Key Stakeholders: CIO, CFO, Controllers, Comptrollers, Accounting Directors and Managers, IT Finance Directors and Managers, IT Expense Management Directors and Managers, Telecom Expense Management Directors and Managers, Enterprise Mobility Management Directors and Managers, Digital Transformation Managers, Internet of Things Directors and Managers

On May 21st and 22nd, Amalgam Insights attended and presented at Tangoe LIVE 2018, the global user conference for Tangoe. Tangoe is the largest technology expense management vendor with over $38 billion in technology spend under management.

Tangoe is in an interesting liminal position as it has achieved market dominance in its core area of telecom expense management where Amalgam estimates that Tangoe manages as much technology spend as its five largest competitors combined (Cass, Calero, Cimpl, MDSL, and Sakon). However, at the same time, Tangoe is being asked by its 1200+ clients how to better manage a wide variety of spend categories, including Software-as-a-Service, Infrastructure-as-a-Service, IoT, managed print, contingent labor, and outsourced contact centers. Because Tangoe is in this middle space, Amalgam finds Tangoe to be an interesting vendor. In addition, Tangoe’s average client is a 10,000 employee company with roughly $2 billion in revenue, placing Tangoe’s focus squarely on the large, global enterprise.

__JOBS__.
• a. Which competitors does the Tangoe LIVE 2018 write-up name as together managing about as much technology spend as Tangoe?
• b. Could you return, word for word, the part of the Tangoe LIVE 2018 write-up that opens with the words containing "Tangoe is in an" and closes with "large, global enterprise."?
• c. According to the Tangoe LIVE 2018 write-up, how much technology spend does Tangoe have under management?

__INFORMATION PROVIDED__.
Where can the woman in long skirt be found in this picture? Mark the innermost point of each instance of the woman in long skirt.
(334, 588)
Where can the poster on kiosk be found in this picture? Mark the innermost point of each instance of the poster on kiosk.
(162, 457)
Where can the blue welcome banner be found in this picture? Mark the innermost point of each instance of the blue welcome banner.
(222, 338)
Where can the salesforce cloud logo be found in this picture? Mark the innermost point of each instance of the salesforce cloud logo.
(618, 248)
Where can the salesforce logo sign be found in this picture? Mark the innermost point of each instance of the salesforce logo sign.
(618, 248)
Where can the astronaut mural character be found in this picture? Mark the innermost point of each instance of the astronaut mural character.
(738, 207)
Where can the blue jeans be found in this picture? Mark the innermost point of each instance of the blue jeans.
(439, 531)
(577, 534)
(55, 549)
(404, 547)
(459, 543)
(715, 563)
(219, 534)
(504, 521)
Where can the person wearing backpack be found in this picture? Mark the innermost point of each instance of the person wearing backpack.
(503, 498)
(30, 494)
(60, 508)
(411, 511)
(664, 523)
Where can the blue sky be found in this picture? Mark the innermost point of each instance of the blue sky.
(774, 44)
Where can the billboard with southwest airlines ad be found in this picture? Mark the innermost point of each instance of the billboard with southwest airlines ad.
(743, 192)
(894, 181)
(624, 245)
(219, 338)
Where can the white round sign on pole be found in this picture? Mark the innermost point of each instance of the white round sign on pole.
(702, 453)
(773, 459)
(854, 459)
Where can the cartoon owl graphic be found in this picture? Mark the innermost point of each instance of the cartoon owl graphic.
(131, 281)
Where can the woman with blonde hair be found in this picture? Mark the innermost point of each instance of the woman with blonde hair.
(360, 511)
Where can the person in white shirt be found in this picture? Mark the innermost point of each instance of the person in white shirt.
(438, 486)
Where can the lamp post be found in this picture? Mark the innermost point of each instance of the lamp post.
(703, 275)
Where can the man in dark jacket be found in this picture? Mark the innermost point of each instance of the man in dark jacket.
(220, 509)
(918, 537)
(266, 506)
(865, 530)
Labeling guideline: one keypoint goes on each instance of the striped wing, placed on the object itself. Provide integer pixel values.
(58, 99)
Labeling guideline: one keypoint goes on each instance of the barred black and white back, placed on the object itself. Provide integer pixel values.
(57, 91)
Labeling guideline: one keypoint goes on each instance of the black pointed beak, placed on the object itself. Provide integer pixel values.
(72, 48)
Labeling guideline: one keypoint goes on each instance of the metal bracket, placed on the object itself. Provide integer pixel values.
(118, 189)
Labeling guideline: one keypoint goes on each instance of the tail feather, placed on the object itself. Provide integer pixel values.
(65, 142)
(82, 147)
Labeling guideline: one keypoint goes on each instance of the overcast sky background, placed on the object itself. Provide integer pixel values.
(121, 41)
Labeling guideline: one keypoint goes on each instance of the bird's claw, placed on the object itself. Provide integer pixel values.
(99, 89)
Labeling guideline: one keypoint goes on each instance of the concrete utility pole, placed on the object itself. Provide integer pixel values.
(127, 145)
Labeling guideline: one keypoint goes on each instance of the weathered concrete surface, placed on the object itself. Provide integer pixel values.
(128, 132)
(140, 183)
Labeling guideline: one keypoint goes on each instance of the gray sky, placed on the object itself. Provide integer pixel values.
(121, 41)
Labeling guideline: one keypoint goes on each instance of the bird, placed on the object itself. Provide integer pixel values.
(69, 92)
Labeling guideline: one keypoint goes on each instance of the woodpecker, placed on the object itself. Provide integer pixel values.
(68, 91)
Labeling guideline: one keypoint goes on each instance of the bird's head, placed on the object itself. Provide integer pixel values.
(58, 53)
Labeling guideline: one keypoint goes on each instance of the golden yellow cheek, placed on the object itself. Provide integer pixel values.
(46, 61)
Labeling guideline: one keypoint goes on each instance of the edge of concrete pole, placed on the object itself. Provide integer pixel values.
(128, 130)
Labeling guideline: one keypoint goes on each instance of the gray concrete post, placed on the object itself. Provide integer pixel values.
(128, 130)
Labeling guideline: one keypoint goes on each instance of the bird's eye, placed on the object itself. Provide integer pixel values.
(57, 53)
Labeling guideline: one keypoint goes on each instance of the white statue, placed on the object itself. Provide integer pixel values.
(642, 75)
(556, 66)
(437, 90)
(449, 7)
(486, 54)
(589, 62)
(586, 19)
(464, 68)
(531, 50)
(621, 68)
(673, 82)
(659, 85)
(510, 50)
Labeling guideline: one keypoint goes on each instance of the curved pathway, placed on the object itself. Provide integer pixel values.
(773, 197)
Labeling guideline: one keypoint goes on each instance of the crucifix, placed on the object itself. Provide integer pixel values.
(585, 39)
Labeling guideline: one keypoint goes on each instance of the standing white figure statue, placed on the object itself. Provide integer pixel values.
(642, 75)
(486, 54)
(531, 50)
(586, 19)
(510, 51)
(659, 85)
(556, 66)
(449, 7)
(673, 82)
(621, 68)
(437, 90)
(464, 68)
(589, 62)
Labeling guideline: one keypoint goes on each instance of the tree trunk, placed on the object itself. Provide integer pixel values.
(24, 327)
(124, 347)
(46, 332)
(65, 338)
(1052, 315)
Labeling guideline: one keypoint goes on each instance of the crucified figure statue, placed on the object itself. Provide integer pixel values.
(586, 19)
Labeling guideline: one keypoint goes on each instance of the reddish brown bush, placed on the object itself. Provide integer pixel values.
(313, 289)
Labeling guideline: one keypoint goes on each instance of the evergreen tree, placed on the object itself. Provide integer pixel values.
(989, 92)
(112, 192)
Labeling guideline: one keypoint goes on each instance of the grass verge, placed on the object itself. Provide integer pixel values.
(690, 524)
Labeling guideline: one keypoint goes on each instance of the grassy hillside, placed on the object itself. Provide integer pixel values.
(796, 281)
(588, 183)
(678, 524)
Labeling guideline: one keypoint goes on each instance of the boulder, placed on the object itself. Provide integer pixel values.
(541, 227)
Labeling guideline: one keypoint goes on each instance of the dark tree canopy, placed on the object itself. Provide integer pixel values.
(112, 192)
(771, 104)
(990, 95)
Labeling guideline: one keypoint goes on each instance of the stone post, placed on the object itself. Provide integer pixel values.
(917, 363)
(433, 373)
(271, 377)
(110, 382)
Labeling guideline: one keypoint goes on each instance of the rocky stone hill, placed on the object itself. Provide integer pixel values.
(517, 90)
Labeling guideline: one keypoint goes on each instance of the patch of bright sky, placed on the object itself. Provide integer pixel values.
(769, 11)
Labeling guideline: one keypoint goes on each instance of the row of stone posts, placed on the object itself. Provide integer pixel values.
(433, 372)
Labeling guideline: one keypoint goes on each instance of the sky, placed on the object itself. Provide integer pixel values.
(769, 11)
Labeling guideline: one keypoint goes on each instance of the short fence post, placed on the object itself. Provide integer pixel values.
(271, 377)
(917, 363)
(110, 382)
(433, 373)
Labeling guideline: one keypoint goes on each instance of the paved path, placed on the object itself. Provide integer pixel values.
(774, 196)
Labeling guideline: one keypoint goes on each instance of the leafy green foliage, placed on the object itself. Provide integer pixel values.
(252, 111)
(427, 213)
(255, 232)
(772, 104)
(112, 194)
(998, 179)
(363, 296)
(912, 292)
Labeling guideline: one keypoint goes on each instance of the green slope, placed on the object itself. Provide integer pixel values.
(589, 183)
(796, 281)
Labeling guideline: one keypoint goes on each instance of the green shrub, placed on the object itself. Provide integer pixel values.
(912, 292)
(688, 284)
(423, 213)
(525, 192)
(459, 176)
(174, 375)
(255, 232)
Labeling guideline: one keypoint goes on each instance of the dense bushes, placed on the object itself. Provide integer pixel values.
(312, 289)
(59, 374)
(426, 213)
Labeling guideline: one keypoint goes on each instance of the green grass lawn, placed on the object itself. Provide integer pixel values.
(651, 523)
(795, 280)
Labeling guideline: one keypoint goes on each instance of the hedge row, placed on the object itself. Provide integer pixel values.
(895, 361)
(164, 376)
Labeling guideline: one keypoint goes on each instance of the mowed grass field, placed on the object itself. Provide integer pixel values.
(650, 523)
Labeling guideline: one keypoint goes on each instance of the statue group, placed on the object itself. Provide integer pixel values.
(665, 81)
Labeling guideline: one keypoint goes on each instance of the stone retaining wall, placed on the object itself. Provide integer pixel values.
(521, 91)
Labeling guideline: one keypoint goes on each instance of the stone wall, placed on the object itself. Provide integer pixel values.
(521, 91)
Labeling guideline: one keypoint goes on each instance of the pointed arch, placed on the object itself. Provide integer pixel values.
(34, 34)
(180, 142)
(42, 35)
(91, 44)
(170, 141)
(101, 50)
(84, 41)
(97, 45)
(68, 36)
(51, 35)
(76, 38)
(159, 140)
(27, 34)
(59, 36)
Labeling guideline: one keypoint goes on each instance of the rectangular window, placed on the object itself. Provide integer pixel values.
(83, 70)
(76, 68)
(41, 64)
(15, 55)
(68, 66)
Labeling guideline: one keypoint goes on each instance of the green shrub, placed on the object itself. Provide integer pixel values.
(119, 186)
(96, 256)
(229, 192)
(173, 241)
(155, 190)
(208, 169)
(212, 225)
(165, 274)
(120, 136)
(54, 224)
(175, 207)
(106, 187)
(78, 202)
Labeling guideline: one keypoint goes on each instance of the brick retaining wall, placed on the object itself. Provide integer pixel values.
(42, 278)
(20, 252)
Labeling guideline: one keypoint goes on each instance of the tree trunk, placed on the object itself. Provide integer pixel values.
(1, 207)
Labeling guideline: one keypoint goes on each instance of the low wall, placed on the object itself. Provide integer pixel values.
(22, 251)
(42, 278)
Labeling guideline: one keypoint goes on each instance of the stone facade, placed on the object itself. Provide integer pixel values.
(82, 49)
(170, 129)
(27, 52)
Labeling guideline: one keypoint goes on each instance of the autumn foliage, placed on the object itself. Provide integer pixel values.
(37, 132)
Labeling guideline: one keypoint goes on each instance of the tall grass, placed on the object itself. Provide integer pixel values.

__EXPECTED OUTPUTS__.
• a. Cass, Calero, Cimpl, MDSL, and Sakon

• b.
Tangoe is in an interesting liminal position as it has achieved market dominance in its core area of telecom expense management where Amalgam estimates that Tangoe manages as much technology spend as its five largest competitors combined (Cass, Calero, Cimpl, MDSL, and Sakon). However, at the same time, Tangoe is being asked by its 1200+ clients how to better manage a wide variety of spend categories, including Software-as-a-Service, Infrastructure-as-a-Service, IoT, managed print, contingent labor, and outsourced contact centers. Because Tangoe is in this middle space, Amalgam finds Tangoe to be an interesting vendor. In addition, Tangoe’s average client is a 10,000 employee company with roughly $2 billion in revenue, placing Tangoe’s focus squarely on the large, global enterprise.

• c. Over $38 billion